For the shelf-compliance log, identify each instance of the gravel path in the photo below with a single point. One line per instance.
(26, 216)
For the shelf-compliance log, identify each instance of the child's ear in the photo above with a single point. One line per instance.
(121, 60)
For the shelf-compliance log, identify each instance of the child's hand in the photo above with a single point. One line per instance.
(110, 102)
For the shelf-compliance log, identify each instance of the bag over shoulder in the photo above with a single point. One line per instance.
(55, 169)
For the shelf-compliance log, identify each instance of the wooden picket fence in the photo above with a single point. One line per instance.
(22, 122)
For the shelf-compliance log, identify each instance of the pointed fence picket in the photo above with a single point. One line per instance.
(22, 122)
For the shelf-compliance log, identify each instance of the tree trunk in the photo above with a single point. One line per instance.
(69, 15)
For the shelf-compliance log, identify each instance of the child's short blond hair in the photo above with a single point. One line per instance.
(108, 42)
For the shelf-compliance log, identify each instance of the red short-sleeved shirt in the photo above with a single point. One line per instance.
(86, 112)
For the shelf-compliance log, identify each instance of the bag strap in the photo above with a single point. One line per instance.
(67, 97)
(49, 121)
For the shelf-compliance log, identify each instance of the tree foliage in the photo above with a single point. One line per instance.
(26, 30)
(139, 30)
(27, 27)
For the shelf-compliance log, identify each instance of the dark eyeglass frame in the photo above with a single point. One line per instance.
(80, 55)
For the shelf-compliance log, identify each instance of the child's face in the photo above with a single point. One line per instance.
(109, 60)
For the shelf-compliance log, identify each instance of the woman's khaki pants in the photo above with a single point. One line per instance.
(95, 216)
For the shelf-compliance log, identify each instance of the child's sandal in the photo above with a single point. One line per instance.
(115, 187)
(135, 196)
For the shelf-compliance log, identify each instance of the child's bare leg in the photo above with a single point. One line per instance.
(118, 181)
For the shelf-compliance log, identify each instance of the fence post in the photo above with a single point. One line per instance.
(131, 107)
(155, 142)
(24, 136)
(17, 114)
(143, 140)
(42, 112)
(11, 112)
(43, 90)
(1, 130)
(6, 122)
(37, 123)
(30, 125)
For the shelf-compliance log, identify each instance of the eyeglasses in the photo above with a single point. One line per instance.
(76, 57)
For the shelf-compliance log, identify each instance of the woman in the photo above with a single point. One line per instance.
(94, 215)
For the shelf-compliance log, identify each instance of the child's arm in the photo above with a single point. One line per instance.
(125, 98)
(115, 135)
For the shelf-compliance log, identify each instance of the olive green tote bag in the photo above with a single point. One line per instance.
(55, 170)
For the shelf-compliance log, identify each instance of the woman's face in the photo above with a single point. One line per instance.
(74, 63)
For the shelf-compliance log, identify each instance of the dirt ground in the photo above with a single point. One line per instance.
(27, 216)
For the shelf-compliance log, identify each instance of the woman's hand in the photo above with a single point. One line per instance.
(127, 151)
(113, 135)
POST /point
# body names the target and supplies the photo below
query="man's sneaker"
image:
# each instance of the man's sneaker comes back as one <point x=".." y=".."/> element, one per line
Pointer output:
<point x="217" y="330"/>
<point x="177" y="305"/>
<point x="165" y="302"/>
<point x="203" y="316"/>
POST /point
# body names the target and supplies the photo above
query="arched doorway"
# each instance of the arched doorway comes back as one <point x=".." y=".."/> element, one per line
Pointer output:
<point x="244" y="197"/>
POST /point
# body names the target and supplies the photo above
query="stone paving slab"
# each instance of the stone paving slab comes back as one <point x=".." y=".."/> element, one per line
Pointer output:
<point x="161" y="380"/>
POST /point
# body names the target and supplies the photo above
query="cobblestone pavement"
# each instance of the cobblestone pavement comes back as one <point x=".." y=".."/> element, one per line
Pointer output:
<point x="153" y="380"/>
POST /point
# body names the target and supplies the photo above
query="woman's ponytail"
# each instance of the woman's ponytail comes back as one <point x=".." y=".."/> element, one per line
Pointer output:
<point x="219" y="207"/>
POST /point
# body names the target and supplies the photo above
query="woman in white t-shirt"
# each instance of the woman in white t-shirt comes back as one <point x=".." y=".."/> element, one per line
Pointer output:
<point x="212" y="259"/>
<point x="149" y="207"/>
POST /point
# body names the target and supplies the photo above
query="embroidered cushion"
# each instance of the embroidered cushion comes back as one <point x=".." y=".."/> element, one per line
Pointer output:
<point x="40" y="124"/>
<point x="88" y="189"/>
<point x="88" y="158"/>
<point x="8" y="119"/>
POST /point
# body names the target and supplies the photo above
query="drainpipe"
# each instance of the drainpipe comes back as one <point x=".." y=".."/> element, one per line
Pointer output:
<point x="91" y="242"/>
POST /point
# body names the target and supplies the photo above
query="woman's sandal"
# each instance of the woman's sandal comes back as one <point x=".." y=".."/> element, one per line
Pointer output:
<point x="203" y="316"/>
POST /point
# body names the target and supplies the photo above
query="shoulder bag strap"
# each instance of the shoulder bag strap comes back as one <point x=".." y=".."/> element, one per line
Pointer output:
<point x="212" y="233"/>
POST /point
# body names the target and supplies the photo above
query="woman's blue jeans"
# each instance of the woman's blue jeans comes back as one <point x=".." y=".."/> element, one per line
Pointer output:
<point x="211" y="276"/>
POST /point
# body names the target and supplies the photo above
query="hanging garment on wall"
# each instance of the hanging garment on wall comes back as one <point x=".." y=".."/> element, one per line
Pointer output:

==

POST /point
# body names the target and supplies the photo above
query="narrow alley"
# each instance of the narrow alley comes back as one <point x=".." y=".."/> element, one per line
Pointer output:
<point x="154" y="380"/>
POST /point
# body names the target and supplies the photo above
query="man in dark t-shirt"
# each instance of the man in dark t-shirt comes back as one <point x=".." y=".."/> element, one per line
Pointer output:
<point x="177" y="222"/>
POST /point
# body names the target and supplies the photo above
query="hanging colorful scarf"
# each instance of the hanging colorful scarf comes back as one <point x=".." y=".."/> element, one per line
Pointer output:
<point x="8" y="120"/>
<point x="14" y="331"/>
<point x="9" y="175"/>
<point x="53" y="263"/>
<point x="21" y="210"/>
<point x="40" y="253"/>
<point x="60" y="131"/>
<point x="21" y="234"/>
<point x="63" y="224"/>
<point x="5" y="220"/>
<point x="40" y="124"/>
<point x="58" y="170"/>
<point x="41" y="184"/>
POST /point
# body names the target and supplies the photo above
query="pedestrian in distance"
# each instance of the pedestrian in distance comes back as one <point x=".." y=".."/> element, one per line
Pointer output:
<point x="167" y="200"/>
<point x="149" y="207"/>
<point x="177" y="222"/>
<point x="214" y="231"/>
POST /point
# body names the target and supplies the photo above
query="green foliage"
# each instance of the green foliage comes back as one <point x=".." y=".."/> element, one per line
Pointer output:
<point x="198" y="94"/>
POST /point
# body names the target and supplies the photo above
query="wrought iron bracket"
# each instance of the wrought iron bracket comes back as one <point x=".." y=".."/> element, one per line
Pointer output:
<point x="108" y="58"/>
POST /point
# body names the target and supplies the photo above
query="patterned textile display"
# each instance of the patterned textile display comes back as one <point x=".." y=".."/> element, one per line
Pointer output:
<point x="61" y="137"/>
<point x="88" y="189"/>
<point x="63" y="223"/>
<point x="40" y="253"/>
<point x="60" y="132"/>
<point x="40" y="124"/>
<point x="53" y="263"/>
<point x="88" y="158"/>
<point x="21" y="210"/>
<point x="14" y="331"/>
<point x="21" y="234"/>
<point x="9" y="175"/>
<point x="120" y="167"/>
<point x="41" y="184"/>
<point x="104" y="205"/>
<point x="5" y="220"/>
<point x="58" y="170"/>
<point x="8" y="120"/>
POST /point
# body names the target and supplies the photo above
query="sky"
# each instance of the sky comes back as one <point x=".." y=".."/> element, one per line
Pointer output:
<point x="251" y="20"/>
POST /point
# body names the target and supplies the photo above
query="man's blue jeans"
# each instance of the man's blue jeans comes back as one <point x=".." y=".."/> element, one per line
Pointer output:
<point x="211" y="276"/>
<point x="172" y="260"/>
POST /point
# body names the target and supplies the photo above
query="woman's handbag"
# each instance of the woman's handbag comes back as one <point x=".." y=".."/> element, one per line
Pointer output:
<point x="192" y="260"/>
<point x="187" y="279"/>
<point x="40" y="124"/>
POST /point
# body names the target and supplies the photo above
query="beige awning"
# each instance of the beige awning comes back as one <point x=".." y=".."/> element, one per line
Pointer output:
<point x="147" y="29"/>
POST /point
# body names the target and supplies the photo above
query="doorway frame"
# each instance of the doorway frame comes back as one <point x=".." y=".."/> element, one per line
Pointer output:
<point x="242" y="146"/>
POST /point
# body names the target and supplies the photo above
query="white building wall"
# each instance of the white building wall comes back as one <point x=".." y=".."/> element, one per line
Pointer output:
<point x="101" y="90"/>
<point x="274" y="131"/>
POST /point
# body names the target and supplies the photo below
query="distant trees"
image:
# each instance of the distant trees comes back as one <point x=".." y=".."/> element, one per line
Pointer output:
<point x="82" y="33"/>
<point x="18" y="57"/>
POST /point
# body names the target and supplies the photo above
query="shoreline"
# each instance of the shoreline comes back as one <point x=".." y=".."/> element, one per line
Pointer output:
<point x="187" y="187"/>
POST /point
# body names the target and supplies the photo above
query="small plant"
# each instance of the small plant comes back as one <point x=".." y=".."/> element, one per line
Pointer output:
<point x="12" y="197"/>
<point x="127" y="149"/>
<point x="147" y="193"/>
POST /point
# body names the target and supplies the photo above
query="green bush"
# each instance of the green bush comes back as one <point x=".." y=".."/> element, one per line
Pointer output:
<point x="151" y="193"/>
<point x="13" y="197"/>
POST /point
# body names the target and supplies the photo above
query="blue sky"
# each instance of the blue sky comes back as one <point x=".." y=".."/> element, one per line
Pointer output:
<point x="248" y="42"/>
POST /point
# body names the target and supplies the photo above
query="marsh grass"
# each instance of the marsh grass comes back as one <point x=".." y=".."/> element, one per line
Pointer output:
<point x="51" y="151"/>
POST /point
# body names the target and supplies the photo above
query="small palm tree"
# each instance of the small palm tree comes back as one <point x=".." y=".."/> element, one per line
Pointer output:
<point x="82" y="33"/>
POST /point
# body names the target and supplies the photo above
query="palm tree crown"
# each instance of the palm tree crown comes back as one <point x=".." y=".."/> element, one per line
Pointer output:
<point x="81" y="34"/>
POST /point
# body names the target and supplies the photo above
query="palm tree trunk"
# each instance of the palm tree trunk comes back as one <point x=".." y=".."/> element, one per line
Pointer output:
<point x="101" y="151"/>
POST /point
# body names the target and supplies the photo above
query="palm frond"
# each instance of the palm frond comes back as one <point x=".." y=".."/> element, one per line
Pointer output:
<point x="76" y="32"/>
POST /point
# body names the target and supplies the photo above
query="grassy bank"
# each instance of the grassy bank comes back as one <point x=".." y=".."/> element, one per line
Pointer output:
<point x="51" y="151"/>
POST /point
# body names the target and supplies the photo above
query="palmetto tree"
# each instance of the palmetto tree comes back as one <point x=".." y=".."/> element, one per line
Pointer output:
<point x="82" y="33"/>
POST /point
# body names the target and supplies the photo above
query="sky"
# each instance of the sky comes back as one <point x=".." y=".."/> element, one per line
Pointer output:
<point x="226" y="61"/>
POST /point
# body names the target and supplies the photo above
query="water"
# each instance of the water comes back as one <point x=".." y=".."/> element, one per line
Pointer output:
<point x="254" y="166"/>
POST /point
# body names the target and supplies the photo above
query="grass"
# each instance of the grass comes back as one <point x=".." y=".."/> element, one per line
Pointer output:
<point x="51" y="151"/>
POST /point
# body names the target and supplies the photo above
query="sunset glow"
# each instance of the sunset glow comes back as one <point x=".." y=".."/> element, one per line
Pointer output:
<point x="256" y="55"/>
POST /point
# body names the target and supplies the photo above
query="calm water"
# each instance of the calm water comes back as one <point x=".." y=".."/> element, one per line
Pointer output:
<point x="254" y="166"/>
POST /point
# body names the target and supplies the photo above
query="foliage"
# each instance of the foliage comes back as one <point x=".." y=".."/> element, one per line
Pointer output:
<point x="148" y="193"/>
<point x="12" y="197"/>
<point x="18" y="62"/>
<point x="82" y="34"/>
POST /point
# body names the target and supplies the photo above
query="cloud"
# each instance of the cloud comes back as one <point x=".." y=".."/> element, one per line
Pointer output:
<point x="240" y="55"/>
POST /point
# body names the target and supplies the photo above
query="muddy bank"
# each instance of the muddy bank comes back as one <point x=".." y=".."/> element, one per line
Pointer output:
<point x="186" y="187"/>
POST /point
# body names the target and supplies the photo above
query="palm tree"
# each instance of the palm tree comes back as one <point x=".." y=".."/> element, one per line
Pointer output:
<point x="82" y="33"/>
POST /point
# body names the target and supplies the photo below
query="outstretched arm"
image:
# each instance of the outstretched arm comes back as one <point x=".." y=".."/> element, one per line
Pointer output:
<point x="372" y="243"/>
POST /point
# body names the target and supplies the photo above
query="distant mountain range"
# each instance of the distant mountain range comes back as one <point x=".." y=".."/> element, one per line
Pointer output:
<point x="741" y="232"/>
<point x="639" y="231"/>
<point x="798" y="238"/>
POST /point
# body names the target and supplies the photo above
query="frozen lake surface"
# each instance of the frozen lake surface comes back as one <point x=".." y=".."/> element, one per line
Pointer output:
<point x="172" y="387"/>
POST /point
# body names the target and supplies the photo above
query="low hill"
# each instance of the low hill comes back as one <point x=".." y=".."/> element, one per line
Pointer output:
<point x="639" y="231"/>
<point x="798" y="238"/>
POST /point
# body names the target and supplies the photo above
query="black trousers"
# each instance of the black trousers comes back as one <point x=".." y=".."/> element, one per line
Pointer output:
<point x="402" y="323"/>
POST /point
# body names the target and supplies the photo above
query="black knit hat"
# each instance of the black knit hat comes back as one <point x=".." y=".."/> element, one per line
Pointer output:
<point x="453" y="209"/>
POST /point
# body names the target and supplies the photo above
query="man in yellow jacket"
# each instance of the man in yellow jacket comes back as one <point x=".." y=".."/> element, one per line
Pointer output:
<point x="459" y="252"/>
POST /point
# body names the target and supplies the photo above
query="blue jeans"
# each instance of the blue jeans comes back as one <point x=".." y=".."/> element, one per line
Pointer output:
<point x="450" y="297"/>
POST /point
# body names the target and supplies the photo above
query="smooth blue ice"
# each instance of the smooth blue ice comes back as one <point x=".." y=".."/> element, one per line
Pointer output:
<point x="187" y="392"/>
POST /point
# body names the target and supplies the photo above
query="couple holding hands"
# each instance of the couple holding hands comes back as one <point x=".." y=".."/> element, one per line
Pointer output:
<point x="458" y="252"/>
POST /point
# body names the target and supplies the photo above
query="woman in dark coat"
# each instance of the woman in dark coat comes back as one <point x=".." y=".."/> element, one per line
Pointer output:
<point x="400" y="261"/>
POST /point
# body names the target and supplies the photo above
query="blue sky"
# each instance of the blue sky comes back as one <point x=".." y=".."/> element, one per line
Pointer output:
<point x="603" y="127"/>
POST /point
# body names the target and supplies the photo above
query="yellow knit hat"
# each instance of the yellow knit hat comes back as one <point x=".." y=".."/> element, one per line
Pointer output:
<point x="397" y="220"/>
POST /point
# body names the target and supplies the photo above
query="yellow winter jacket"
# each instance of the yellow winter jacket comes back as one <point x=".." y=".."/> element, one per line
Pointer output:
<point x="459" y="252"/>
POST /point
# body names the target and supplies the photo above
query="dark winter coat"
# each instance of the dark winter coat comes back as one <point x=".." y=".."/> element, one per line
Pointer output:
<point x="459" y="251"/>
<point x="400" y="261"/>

---

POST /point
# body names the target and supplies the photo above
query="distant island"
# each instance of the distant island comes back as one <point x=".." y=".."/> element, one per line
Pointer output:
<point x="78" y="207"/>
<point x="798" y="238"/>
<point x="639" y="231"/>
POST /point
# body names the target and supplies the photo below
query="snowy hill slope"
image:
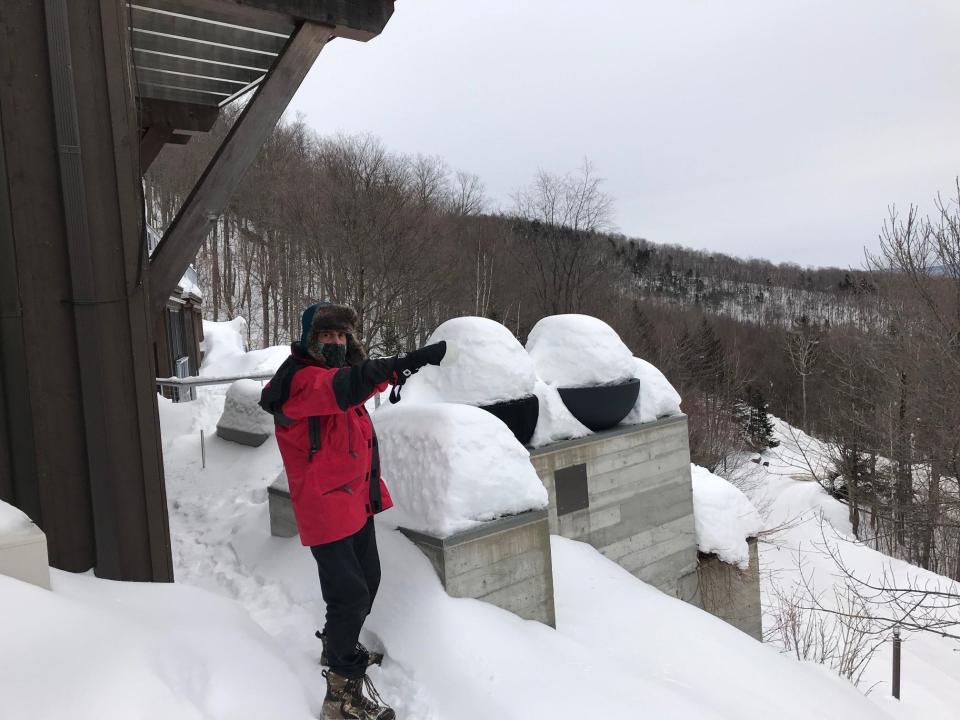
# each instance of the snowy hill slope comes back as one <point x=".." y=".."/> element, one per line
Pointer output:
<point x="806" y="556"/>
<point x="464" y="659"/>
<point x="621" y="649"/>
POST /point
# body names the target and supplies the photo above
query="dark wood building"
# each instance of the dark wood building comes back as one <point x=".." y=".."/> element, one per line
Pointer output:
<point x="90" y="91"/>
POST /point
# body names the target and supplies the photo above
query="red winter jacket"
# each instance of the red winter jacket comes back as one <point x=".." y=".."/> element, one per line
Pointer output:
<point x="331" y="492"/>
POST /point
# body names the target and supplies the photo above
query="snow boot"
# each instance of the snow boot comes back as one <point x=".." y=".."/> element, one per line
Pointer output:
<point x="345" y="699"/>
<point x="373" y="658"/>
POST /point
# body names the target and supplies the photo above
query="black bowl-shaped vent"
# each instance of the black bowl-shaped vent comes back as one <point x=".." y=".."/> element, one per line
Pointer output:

#### [Work required]
Report how many of the lines above contain the string "fence", with case counted. Give only the number.

#### [Correct result]
3